**Détails du problème**
Reproduisez à l'identique les lignes ci-dessous, de celle qui contient "TARGET = frosted leaf" jusqu'à la toute dernière ligne, bornes incluses, et rien d'autre.

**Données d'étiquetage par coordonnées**
# # # #

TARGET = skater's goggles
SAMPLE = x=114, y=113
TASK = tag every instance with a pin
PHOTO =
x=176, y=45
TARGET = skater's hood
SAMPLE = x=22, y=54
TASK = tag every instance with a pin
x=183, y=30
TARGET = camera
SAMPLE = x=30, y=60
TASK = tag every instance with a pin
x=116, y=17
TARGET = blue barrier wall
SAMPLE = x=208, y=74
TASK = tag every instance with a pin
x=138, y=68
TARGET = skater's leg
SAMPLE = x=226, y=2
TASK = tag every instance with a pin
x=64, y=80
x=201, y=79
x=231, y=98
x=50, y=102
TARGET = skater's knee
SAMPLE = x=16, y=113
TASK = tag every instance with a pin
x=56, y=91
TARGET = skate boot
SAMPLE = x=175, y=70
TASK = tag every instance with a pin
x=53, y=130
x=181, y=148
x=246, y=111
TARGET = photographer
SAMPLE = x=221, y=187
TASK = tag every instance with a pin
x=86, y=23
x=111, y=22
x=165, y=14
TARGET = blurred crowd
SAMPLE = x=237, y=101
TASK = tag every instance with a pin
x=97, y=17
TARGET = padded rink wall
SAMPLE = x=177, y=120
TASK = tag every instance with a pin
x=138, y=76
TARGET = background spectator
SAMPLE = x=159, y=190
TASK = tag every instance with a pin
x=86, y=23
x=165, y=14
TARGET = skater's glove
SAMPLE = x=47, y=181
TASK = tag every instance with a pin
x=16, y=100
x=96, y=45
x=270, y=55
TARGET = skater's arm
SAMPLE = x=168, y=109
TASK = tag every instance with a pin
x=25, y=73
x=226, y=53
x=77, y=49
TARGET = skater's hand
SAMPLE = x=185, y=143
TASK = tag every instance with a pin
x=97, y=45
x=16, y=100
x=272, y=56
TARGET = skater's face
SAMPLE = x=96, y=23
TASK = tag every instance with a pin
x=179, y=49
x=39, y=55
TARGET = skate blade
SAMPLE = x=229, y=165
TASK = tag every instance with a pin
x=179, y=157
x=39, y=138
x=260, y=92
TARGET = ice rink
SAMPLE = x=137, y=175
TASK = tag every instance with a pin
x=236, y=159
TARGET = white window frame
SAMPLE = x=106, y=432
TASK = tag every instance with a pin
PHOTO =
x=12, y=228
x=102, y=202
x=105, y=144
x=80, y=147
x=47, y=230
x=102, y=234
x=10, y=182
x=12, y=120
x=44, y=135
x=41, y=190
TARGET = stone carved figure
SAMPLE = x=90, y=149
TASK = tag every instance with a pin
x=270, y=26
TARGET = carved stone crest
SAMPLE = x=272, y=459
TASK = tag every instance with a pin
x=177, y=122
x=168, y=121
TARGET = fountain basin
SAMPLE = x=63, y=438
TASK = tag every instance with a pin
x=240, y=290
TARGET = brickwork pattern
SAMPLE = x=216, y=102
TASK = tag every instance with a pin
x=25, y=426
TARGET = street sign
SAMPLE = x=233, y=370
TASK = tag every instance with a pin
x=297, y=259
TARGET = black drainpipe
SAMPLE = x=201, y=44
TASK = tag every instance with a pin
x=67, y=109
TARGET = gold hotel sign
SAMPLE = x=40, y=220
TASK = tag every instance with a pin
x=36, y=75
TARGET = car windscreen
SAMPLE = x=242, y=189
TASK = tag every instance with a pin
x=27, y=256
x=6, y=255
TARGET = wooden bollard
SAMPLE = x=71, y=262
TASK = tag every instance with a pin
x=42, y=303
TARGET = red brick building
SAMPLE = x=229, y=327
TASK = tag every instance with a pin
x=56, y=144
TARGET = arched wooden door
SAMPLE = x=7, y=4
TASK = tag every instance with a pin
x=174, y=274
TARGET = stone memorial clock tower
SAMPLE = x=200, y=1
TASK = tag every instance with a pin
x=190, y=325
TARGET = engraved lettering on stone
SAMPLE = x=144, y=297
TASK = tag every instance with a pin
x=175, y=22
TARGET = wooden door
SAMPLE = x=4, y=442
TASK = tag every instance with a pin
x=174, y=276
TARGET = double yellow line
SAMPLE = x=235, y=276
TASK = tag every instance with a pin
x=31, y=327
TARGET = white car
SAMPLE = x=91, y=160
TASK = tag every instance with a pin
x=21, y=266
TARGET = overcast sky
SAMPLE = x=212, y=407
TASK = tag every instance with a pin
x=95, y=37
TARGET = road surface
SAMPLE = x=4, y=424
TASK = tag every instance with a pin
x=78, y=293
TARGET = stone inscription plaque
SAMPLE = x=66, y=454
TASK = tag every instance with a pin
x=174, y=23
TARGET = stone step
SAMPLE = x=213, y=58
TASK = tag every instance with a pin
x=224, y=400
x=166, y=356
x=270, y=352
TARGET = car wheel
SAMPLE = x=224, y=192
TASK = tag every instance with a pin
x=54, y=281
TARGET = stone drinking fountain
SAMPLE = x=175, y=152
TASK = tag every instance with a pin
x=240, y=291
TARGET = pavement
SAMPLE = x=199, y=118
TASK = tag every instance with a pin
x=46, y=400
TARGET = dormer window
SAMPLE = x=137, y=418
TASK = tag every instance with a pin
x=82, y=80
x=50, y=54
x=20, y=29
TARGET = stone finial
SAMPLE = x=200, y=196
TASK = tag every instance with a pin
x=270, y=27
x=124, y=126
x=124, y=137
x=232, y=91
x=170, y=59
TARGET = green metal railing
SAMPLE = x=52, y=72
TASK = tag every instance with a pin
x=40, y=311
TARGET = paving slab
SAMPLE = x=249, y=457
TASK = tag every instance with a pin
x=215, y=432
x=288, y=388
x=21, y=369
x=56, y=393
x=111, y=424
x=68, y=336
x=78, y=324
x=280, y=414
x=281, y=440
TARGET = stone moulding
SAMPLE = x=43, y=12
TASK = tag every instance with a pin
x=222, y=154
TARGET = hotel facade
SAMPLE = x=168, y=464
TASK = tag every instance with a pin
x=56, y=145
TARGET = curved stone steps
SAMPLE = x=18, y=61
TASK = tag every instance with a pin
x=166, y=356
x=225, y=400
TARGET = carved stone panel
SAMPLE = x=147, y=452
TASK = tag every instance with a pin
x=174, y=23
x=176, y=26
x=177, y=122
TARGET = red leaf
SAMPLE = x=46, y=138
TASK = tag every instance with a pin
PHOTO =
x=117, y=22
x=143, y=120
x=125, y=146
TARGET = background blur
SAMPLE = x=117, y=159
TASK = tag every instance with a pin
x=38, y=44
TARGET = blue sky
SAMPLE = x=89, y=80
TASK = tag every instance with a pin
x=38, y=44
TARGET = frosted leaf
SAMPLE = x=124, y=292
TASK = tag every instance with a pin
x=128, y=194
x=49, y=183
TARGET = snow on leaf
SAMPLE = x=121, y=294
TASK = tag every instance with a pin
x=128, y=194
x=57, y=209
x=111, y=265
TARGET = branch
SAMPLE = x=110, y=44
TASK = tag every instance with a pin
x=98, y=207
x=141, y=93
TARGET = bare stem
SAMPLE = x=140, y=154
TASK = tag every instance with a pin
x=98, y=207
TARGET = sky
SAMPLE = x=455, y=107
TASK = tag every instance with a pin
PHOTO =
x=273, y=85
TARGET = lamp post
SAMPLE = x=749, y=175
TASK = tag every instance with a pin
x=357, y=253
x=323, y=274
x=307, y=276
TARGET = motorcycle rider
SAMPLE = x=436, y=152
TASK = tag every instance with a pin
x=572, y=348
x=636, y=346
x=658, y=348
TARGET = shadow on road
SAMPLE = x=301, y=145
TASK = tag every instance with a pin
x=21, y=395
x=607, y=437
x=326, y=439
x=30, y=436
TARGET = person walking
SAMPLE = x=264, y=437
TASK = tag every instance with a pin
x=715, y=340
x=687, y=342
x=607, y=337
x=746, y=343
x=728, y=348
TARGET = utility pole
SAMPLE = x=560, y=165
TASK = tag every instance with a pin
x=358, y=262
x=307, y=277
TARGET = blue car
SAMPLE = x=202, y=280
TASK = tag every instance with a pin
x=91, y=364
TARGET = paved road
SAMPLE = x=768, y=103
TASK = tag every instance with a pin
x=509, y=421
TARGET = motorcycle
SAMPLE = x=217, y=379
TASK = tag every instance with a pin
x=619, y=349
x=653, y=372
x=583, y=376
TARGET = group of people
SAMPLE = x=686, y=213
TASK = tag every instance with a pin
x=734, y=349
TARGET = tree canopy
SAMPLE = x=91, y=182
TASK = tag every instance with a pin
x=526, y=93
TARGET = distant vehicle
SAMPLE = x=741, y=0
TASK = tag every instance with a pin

# # # #

**Réponse attendue**
TARGET = frosted leaf
SAMPLE = x=124, y=292
TASK = tag every instance with a pin
x=128, y=194
x=49, y=183
TARGET = snow on leaf
SAMPLE = x=121, y=294
TASK = tag every instance with a pin
x=128, y=194
x=57, y=209
x=111, y=265
TARGET = branch
SAMPLE = x=110, y=44
TASK = tag every instance with a pin
x=98, y=207
x=141, y=93
TARGET = bare stem
SAMPLE = x=140, y=154
TASK = tag every instance with a pin
x=98, y=207
TARGET = sky
SAMPLE = x=455, y=107
TASK = tag every instance with a pin
PHOTO =
x=273, y=85
TARGET = lamp post
SAMPLE = x=749, y=175
TASK = tag every instance with a pin
x=357, y=253
x=323, y=274
x=307, y=276
TARGET = motorcycle rider
SAMPLE = x=436, y=152
TASK = tag every instance with a pin
x=572, y=348
x=636, y=346
x=658, y=348
TARGET = shadow on road
SAMPLE = x=301, y=145
TASK = tag every instance with a pin
x=21, y=395
x=607, y=437
x=326, y=439
x=30, y=436
TARGET = person walking
SAMPLE = x=264, y=437
TASK = tag every instance with a pin
x=715, y=340
x=687, y=342
x=607, y=337
x=746, y=343
x=728, y=348
TARGET = utility pole
SAMPLE = x=560, y=165
TASK = tag every instance with a pin
x=358, y=262
x=307, y=277
TARGET = blue car
SAMPLE = x=202, y=280
TASK = tag every instance with a pin
x=91, y=364
TARGET = paved road
SAMPLE = x=768, y=103
TASK = tag every instance with a pin
x=509, y=421
TARGET = motorcycle
SAMPLE = x=217, y=379
TASK = tag every instance with a pin
x=619, y=349
x=653, y=372
x=583, y=376
TARGET = group of people
SAMPLE = x=686, y=213
TASK = tag every instance with a pin
x=734, y=349
TARGET = tree canopy
SAMPLE = x=91, y=182
TASK = tag every instance with a pin
x=526, y=93
TARGET = distant vehicle
SAMPLE = x=741, y=0
TASK = tag every instance with a pin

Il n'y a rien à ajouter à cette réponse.